Extracted text
_ _ _ _ _ _ _

Derek Chen

Derek Chen is a Research Scientist at ASAPP designing intelligent dialogue systems with stronger natural language understanding capabilities. He received his Masters in Computer Science from the University of Washington and his undergraduate degree from UC Berkeley. His research is focused on data efficiency methods including active learning, data augmentation and meta-learning. He is also interested in techniques surrounding uncertainty measurement so that a dialogue agent can better manage ambiguity and out-of-scope situations.

GOLD: Improving Out-of-Scope Detection in Dialogues using Data Augmentation

Derek Chen

Imagine you’re booking airline tickets through a conversational AI assistant, and after purchasing tickets, you ask for help in finding an in-home pet sitter during your trip. The conversational AI misinterprets what you mean, and instead shares details on how to board your flight with pets. This has an obvious reason: the AI has never encountered this particular task, and was unable to map it to a procedure. Thus, your request to find an in-home pet sitter was out of the distribution of what the assistant was trained to handle. Alternatively, suppose you had asked about upgrading your flight, but the system confuses your request as wanting to update your flight to a different date. In this case, the AI assistant is capable of managing flights but was unable to complete the request due to a dialogue breakdown. In both cases, we arrive at the same result: a failed conversation.

_ _ _ _ _ _ _

Explore the material
• 1. Please condense the paragraph beginning "Imagine you’re booking airline tickets" in the out-of-scope detection post above into a short list, keeping its main facts.
• 2. Extend the out-of-scope detection post above with the paragraph that would come next.

Information supplied
_ _ _ _ _ _ _

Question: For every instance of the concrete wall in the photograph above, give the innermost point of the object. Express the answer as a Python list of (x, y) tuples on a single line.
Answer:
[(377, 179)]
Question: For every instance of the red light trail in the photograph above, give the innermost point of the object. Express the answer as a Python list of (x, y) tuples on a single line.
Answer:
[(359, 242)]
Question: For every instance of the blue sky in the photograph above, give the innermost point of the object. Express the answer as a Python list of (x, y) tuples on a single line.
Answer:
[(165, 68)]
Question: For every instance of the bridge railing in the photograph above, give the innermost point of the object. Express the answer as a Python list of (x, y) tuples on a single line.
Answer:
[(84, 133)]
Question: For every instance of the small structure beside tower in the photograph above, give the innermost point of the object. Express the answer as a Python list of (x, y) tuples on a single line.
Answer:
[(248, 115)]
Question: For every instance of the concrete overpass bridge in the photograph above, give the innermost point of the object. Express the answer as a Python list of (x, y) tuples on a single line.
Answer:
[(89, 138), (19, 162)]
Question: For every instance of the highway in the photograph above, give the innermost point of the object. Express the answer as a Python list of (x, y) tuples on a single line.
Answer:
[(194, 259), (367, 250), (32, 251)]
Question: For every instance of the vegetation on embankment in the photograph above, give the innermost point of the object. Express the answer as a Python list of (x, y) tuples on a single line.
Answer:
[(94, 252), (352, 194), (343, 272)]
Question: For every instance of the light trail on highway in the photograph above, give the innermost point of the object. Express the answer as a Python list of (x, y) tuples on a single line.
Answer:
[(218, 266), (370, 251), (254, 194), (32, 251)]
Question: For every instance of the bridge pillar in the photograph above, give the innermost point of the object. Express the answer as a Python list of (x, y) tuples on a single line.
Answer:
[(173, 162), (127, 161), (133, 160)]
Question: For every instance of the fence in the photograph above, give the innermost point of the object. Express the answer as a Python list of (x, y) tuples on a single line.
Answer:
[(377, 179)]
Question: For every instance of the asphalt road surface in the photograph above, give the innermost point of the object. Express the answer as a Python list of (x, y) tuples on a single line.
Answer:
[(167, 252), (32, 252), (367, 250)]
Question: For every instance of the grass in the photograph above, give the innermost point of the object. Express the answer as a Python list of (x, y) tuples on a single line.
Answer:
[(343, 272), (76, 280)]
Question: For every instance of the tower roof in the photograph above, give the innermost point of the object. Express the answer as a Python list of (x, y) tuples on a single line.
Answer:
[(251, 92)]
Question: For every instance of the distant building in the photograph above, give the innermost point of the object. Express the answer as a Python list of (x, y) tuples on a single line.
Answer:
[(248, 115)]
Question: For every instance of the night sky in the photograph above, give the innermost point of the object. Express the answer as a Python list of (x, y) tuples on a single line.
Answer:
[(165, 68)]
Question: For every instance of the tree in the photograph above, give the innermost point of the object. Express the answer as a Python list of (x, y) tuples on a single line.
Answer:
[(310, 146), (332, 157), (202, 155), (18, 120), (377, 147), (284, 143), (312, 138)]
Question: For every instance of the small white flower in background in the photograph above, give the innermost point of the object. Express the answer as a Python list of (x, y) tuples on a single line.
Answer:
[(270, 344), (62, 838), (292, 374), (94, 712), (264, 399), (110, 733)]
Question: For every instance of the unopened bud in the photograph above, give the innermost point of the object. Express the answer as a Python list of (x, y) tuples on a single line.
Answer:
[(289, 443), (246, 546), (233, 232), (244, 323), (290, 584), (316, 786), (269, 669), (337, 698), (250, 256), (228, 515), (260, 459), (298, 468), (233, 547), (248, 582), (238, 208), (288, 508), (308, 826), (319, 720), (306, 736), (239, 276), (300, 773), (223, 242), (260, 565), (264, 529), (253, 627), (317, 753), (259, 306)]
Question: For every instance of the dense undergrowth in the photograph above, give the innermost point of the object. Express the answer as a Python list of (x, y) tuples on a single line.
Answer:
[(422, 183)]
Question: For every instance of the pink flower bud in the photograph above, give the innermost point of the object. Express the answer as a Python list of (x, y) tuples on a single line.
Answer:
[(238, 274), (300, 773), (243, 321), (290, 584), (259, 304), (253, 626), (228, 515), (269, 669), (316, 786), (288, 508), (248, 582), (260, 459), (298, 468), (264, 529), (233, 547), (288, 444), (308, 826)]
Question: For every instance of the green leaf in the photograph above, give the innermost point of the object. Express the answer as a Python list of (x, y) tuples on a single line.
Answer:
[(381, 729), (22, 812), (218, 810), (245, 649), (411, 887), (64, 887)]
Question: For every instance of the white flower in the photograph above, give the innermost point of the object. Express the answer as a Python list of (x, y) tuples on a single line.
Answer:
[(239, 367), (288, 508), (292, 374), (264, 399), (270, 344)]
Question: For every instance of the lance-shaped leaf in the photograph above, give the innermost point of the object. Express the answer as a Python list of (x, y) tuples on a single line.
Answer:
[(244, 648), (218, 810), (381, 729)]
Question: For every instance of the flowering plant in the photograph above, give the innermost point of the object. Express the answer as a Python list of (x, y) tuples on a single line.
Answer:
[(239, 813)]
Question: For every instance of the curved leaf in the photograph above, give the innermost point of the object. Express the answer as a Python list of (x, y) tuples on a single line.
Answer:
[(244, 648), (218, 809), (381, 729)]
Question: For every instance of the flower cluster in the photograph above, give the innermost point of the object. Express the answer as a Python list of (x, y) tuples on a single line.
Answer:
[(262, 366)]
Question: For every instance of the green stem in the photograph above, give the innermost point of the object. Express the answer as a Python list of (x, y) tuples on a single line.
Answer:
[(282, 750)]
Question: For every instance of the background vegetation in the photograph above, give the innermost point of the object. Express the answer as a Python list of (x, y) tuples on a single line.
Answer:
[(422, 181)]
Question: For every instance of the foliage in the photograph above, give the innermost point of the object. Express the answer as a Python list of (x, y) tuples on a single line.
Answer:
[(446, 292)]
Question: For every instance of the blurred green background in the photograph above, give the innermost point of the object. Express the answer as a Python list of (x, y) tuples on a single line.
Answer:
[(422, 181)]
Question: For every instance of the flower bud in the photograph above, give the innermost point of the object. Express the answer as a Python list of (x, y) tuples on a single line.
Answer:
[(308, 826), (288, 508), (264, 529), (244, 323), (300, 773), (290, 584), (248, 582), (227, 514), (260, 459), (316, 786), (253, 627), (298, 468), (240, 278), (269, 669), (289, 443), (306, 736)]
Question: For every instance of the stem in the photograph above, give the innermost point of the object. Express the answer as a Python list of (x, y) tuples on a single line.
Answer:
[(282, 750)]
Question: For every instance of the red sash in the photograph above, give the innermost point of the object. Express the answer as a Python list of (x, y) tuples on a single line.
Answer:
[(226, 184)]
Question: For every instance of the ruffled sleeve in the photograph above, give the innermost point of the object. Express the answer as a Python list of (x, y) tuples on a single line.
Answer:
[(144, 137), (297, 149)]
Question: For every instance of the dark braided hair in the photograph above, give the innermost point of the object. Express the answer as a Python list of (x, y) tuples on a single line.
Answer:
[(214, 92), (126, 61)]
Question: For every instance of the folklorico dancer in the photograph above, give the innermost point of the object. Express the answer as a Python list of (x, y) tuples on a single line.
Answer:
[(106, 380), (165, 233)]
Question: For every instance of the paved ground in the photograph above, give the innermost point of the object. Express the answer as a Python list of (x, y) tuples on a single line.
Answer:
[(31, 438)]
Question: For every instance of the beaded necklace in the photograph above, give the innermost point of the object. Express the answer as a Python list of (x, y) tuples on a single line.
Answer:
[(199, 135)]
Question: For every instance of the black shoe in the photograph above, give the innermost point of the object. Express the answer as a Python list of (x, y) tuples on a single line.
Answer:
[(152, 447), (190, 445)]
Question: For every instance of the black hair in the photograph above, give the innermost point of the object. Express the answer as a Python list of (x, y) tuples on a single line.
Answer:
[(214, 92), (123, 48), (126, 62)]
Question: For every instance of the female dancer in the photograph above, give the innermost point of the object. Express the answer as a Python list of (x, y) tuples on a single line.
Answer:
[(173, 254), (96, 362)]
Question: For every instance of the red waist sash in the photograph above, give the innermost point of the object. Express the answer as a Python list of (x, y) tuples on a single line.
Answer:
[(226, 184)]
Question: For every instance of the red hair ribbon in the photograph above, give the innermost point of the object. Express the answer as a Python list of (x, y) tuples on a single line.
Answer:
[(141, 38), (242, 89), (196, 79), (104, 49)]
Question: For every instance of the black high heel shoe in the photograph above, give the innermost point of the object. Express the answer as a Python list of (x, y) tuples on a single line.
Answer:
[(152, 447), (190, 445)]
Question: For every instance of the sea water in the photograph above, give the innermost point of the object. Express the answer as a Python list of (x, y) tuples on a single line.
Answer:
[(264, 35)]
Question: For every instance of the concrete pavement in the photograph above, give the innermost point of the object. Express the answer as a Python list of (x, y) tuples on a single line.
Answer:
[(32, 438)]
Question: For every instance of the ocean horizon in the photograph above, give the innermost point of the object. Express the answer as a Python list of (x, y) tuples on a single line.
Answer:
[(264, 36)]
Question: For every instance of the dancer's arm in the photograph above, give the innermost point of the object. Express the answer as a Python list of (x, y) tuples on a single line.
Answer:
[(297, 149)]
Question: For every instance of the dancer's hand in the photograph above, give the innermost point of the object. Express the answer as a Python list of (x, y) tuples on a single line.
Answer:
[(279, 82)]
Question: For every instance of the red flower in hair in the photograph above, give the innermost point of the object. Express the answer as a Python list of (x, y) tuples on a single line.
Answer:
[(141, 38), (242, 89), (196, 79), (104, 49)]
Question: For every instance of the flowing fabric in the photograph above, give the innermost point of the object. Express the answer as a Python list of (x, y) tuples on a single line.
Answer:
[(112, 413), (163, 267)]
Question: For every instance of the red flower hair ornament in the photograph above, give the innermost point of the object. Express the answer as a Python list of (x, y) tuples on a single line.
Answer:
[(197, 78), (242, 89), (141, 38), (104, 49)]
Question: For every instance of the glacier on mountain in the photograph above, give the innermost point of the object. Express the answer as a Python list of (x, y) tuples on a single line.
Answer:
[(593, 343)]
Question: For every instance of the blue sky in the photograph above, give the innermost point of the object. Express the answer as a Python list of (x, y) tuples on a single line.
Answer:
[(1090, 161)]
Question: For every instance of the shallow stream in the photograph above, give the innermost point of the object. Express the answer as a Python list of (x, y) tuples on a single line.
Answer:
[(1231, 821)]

_ _ _ _ _ _ _

Written responses
• 1.
- A user books airline tickets through a conversational AI assistant, then asks for help finding an in-home pet sitter during the trip.
- The assistant misinterprets this and shares how to board a flight with pets. It has never encountered this task and can't map it to a procedure, so the request is out of the distribution it was trained to handle.
- In a second case, a user asks to upgrade a flight, but the system takes it as a request to change the flight to a different date.
- There the assistant can manage flights but fails because of a dialogue breakdown.
- Both cases end the same way: a failed conversation.

• 2.
Both out of distribution requests and dialogue breakdowns described above are considered out-of-scope (OOS) situations since they represent cases that your assistant is unable to handle. To avoid customer frustration, detecting OOS scenarios becomes an essential skill of today’s conversational AI and dialogue systems. While the ideal conversational AI agent would be able to help find an in-home pet sitter as requested and manage all the complex nuances of natural language, this is simply not possible given that training data is finite and consumer queries are not. So knowing when the user is asking something in-scope vs out-of-scope can help refine conversational AI systems into better performing in their core tasks.

It can be hard to provide training data for, or even enumerate, the potentially limitless number of out-of-scope queries a dialogue system may face. However, new ASAPP research presented at the conference on Empirical Methods in Natural Language Processing (EMNLP) offers a novel way to address this limited-data problem.

Out-of-Scope Detection with Data Augmentation

We introduce GOLD (Generating Out-of-scope Labels with Data augmentation), as a new technique that augments existing data to train better out-of-scope detectors operating in low-data regimes. The key insight is that rather than training on in-scope data alone, our proposed method operates on out-of-scope data as well. Furthermore, we discover that common NLP techniques for augmenting in-scope data, such as paraphrasing, do not provide the same benefit when working with out-of-scope data.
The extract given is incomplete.